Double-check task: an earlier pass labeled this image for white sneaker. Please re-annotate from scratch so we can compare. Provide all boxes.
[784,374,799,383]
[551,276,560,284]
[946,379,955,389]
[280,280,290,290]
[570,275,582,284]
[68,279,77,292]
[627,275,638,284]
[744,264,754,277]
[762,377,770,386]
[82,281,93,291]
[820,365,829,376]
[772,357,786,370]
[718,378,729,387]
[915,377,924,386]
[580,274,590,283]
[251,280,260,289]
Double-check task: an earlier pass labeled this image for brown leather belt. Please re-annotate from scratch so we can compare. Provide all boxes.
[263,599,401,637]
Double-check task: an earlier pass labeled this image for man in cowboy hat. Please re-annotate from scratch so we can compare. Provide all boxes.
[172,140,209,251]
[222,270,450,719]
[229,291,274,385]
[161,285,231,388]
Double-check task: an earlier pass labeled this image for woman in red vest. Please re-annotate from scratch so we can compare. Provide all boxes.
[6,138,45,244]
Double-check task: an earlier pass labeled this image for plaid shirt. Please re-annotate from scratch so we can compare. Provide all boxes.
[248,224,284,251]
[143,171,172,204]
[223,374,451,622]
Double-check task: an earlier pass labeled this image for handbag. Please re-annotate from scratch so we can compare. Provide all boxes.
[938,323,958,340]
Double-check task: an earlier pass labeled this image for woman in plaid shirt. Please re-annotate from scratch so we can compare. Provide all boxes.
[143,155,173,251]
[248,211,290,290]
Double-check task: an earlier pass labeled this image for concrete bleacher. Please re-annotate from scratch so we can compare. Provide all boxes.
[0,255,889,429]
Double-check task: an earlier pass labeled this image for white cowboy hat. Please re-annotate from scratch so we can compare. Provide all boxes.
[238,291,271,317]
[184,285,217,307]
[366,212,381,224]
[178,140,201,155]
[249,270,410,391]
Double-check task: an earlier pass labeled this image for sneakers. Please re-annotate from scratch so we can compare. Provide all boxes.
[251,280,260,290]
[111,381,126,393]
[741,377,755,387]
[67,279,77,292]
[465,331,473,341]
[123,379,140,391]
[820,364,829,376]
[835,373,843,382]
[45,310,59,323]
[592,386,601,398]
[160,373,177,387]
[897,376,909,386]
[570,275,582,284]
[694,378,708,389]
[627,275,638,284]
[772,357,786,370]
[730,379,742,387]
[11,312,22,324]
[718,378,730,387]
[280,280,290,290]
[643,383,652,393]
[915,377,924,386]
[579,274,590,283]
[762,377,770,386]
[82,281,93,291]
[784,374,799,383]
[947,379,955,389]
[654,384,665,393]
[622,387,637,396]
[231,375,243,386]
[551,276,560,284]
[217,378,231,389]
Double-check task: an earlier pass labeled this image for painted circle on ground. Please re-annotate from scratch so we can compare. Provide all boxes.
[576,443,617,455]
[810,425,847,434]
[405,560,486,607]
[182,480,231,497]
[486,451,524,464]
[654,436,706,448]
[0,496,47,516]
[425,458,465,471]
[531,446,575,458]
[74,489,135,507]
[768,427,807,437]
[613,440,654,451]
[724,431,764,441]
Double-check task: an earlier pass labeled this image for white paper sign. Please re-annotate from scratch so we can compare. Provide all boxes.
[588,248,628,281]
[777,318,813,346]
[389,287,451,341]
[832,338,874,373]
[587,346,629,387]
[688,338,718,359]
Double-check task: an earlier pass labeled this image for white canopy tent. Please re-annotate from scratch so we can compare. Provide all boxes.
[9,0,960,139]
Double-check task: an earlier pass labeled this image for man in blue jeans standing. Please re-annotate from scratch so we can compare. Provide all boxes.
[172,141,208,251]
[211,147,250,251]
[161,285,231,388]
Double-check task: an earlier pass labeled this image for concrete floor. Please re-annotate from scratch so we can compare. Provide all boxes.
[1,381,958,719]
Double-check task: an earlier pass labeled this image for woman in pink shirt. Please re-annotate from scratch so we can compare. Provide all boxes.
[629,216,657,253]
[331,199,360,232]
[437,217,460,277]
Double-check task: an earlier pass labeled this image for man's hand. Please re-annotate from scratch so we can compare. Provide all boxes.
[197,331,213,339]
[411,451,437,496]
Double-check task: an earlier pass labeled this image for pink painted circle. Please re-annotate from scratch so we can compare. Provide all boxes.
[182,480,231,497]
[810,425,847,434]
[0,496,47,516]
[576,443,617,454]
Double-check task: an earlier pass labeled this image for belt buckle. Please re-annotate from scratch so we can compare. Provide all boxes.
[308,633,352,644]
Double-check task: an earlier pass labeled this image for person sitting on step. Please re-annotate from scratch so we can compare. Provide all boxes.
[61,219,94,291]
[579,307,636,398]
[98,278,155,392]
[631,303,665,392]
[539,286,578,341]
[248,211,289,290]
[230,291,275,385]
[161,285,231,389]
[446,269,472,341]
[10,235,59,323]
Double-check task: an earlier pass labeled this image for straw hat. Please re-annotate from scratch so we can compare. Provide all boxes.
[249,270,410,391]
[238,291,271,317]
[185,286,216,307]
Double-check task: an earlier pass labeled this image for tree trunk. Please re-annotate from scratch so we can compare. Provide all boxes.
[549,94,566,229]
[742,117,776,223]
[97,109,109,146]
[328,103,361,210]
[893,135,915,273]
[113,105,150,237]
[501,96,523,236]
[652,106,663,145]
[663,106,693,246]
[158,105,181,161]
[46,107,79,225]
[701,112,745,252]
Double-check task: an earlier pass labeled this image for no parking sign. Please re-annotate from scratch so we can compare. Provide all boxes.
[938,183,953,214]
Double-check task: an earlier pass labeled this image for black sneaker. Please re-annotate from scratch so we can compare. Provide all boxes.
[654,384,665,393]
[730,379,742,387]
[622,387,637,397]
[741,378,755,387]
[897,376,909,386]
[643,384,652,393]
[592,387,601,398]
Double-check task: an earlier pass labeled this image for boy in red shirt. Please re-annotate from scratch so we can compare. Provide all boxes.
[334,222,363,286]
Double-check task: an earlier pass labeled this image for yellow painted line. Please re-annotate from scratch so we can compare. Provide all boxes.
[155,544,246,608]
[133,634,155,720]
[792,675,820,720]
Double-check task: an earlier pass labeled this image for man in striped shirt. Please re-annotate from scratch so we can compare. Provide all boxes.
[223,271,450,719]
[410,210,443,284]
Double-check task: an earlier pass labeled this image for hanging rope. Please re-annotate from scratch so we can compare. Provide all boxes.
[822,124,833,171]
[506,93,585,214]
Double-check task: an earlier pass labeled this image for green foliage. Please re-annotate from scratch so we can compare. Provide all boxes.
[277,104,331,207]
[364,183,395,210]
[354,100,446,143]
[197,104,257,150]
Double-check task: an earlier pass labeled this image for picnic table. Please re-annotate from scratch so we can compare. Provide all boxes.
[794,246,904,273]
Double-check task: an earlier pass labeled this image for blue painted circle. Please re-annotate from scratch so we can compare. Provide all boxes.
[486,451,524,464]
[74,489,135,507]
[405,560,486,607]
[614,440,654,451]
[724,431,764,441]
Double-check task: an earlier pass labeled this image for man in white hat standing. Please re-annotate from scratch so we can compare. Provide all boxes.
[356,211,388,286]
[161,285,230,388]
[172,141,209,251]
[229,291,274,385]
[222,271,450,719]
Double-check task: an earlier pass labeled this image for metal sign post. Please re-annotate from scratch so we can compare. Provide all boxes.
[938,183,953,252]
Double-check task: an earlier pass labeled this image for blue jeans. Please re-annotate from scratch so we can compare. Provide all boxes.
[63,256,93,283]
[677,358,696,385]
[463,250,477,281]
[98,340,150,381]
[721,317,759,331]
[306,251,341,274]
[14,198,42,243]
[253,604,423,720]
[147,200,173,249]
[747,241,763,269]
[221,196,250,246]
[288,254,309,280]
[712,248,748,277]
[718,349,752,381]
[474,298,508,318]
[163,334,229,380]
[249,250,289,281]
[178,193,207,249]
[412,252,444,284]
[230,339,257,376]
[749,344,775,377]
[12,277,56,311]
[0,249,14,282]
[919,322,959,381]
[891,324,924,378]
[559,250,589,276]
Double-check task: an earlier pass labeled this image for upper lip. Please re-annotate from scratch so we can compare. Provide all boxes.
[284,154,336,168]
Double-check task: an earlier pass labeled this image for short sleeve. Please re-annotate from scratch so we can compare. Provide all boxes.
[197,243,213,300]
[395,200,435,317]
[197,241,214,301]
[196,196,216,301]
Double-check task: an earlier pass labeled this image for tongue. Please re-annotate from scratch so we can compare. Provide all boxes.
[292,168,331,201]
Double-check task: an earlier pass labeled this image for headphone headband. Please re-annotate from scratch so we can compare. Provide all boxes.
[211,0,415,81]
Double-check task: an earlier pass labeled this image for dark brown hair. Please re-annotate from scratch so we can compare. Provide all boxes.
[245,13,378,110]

+ + + + + + +

#### [Problem details]
Every line from the one containing "image for tongue." through the last line of the entries should be output exactly; nothing else belongs in the reply.

#### [Result]
Double-check task: an earlier pass labeled this image for tongue. Please re-annotate from scratch so we can compare. Provide all boxes.
[292,168,331,201]
Double-check task: an earlier pass labeled this image for headphone headband. Please re-annotate from scratch so we can compare. Provide all boxes.
[211,0,415,81]
Double-check task: an earlier pass labeled this image for dark brown hair. Please re-annotate from scratch so we can compare. Provide all boxes.
[245,13,378,110]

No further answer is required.